Material for this task
<<<<

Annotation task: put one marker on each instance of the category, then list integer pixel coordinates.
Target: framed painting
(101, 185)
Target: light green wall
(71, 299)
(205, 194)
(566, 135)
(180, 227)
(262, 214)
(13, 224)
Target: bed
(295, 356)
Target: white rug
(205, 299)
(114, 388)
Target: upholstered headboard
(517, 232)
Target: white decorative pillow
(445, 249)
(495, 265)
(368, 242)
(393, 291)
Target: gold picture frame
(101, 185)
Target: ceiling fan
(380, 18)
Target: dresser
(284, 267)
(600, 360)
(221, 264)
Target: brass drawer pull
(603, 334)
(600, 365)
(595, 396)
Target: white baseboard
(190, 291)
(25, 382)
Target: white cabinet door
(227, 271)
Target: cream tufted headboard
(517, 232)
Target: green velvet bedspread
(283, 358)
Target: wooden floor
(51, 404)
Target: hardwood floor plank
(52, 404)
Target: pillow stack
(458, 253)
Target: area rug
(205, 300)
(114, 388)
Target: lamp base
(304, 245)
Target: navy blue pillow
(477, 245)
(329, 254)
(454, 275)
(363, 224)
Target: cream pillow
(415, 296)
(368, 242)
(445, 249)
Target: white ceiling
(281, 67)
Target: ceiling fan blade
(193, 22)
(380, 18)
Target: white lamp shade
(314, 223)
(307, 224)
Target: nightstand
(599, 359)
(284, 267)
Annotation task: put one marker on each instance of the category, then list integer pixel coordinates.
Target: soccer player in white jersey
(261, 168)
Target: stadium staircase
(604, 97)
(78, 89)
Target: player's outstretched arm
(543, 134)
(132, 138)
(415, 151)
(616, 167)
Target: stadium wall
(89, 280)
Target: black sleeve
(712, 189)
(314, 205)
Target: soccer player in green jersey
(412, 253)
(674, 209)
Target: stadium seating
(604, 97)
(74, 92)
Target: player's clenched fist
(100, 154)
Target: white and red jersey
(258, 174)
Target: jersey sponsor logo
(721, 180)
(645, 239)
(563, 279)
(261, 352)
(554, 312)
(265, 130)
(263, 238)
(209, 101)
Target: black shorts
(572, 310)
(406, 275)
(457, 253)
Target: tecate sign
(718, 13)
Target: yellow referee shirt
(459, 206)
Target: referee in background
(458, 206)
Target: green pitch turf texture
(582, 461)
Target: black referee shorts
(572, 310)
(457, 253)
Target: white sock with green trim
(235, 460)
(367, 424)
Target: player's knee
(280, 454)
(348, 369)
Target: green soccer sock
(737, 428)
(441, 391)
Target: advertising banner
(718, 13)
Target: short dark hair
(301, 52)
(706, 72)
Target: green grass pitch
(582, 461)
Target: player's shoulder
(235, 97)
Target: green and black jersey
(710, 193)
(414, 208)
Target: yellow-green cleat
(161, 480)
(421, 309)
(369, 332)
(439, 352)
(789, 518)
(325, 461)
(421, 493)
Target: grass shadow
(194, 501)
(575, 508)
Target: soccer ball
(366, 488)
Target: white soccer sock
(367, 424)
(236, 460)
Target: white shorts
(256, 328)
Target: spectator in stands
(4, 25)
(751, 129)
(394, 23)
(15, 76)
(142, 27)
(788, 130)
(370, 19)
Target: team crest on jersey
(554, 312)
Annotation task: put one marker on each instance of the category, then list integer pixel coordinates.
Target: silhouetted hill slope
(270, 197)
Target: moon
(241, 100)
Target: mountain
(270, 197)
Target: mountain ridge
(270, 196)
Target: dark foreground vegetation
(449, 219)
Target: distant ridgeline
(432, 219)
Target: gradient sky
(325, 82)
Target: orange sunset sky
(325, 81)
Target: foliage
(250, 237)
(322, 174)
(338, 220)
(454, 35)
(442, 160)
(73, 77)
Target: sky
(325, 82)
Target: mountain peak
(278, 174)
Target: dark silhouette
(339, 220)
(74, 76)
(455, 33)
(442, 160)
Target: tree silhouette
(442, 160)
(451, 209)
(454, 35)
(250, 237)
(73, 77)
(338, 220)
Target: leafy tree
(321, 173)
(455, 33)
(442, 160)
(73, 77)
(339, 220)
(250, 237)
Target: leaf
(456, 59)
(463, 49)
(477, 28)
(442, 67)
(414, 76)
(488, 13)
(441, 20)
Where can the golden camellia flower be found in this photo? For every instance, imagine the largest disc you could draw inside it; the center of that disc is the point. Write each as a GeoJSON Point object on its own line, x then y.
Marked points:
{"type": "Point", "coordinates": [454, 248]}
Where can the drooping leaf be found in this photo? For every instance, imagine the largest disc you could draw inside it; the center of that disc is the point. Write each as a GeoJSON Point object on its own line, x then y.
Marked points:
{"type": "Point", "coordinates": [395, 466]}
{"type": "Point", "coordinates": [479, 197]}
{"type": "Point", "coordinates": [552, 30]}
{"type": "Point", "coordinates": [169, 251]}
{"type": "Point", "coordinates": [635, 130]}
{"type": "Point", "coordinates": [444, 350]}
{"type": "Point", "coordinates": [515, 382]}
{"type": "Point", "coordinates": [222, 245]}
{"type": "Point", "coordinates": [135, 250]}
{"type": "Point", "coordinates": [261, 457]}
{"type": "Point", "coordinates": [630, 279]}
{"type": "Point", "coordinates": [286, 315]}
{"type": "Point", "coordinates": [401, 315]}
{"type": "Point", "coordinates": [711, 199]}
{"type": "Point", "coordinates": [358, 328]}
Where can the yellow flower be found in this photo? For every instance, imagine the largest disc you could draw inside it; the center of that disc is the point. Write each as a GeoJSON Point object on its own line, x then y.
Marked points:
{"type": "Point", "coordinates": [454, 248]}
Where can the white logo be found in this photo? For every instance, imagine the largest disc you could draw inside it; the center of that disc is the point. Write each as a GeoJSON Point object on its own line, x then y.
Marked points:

>>>>

Your task
Please change every "Annotation task" in the lines above to "Labeling task" and give the lines again with nothing else altered.

Answer to the problem
Labeling task: put one marker on each instance of the category, then list integer pixel coordinates.
Target: framed painting
(101, 185)
Target: light green wall
(71, 299)
(205, 194)
(566, 135)
(180, 227)
(262, 214)
(13, 224)
Target: bed
(295, 356)
Target: white rug
(205, 299)
(114, 388)
Target: upholstered headboard
(517, 232)
Target: white decorative pillow
(445, 249)
(495, 265)
(368, 242)
(393, 291)
Target: gold picture frame
(101, 185)
Target: ceiling fan
(380, 18)
Target: dresser
(284, 267)
(600, 360)
(221, 264)
Target: brass drawer pull
(603, 334)
(600, 365)
(595, 396)
Target: white baseboard
(190, 291)
(25, 382)
Target: white cabinet door
(227, 271)
Target: cream tufted headboard
(517, 232)
Target: green velvet bedspread
(283, 358)
Target: wooden floor
(51, 404)
Target: hardwood floor plank
(52, 404)
Target: pillow stack
(458, 253)
Target: area rug
(205, 300)
(114, 388)
Target: lamp base
(304, 245)
Target: navy blue pillow
(477, 245)
(329, 254)
(454, 275)
(363, 224)
Target: cream pillow
(415, 296)
(368, 242)
(445, 249)
Target: white ceiling
(281, 67)
Target: ceiling fan blade
(193, 22)
(380, 18)
Target: white lamp shade
(314, 223)
(307, 224)
Target: nightstand
(599, 359)
(284, 267)
Labeling task: put one marker on each instance of the category, then list integer pixel coordinates.
Target: soccer player in white jersey
(261, 168)
Target: stadium staircase
(604, 97)
(78, 89)
Target: player's outstretched arm
(543, 134)
(132, 138)
(415, 151)
(616, 167)
Target: stadium wall
(89, 280)
Target: black sleeve
(712, 189)
(314, 205)
Target: soccer player in green jersey
(412, 253)
(674, 209)
Target: stadium seating
(604, 97)
(74, 92)
Target: player's clenched fist
(100, 154)
Target: white and red jersey
(258, 174)
Target: jersey sponsor logo
(721, 180)
(645, 239)
(563, 279)
(261, 352)
(554, 312)
(265, 130)
(263, 238)
(209, 101)
Target: black shorts
(572, 310)
(406, 275)
(457, 253)
Target: tecate sign
(718, 13)
Target: yellow referee shirt
(459, 206)
Target: referee in background
(458, 206)
Target: green pitch turf texture
(582, 461)
Target: black referee shorts
(572, 310)
(457, 253)
Target: white sock with green trim
(235, 460)
(367, 424)
Target: player's knee
(280, 454)
(348, 369)
Target: green soccer sock
(737, 428)
(441, 391)
Target: advertising banner
(718, 13)
Target: short dark hair
(301, 52)
(706, 72)
Target: green grass pitch
(582, 461)
Target: player's shoulder
(235, 97)
Target: green and black jersey
(710, 193)
(414, 208)
Target: yellow-green cleat
(161, 480)
(421, 309)
(369, 332)
(439, 352)
(789, 518)
(325, 461)
(421, 493)
Target: grass shadow
(194, 501)
(575, 508)
Target: soccer ball
(366, 488)
Target: white soccer sock
(367, 424)
(236, 460)
Target: white shorts
(256, 328)
Target: spectator in stands
(4, 25)
(751, 129)
(394, 23)
(15, 76)
(142, 27)
(788, 130)
(370, 19)
Target: team crest on jersey
(554, 312)
Labeling task: put one marker on each instance of the category, then list integer pixel coordinates.
Target: silhouetted hill slope
(270, 197)
Target: moon
(241, 100)
Target: mountain
(270, 197)
Target: mountain ridge
(270, 196)
Target: dark foreground vegetation
(449, 219)
Target: distant ridgeline
(432, 219)
Target: gradient sky
(325, 82)
Target: orange sunset sky
(325, 81)
Target: foliage
(250, 237)
(322, 174)
(338, 220)
(454, 35)
(442, 160)
(73, 77)
Target: sky
(325, 82)
Target: mountain peak
(278, 174)
Target: dark silhouette
(339, 220)
(74, 76)
(455, 33)
(442, 160)
Target: tree silhouette
(442, 160)
(451, 209)
(454, 35)
(250, 237)
(73, 77)
(338, 220)
Target: leafy tree
(321, 173)
(455, 33)
(442, 160)
(73, 77)
(339, 220)
(250, 237)
Target: leaf
(456, 59)
(463, 49)
(477, 28)
(442, 67)
(414, 76)
(488, 13)
(441, 20)
Where can the golden camellia flower be found in this photo? For every instance, imagine the largest disc you could draw inside it; the center of that disc is the point. Write each as a GeoJSON Point object on its own line, x then y.
Marked points:
{"type": "Point", "coordinates": [454, 248]}
Where can the drooping leaf be found in this photo? For every instance, imagine the largest disc you could draw inside it; the center of that disc is the point. Write each as a GeoJSON Point object on its own line, x then y.
Marked points:
{"type": "Point", "coordinates": [395, 466]}
{"type": "Point", "coordinates": [479, 197]}
{"type": "Point", "coordinates": [552, 30]}
{"type": "Point", "coordinates": [169, 251]}
{"type": "Point", "coordinates": [635, 130]}
{"type": "Point", "coordinates": [444, 350]}
{"type": "Point", "coordinates": [515, 382]}
{"type": "Point", "coordinates": [222, 245]}
{"type": "Point", "coordinates": [135, 250]}
{"type": "Point", "coordinates": [261, 457]}
{"type": "Point", "coordinates": [630, 279]}
{"type": "Point", "coordinates": [286, 315]}
{"type": "Point", "coordinates": [401, 315]}
{"type": "Point", "coordinates": [711, 199]}
{"type": "Point", "coordinates": [358, 328]}
Where can the yellow flower be found in this photo? For every instance, imagine the largest disc you could draw inside it; the center of that disc is the point. Write each as a GeoJSON Point object on its own line, x then y.
Marked points:
{"type": "Point", "coordinates": [454, 248]}
Where can the white logo be found in this photo? For every instance, imagine the largest disc you could draw inside it; the center of that disc is the point. Write each as a GeoJSON Point object on its own line, x then y.
Marked points:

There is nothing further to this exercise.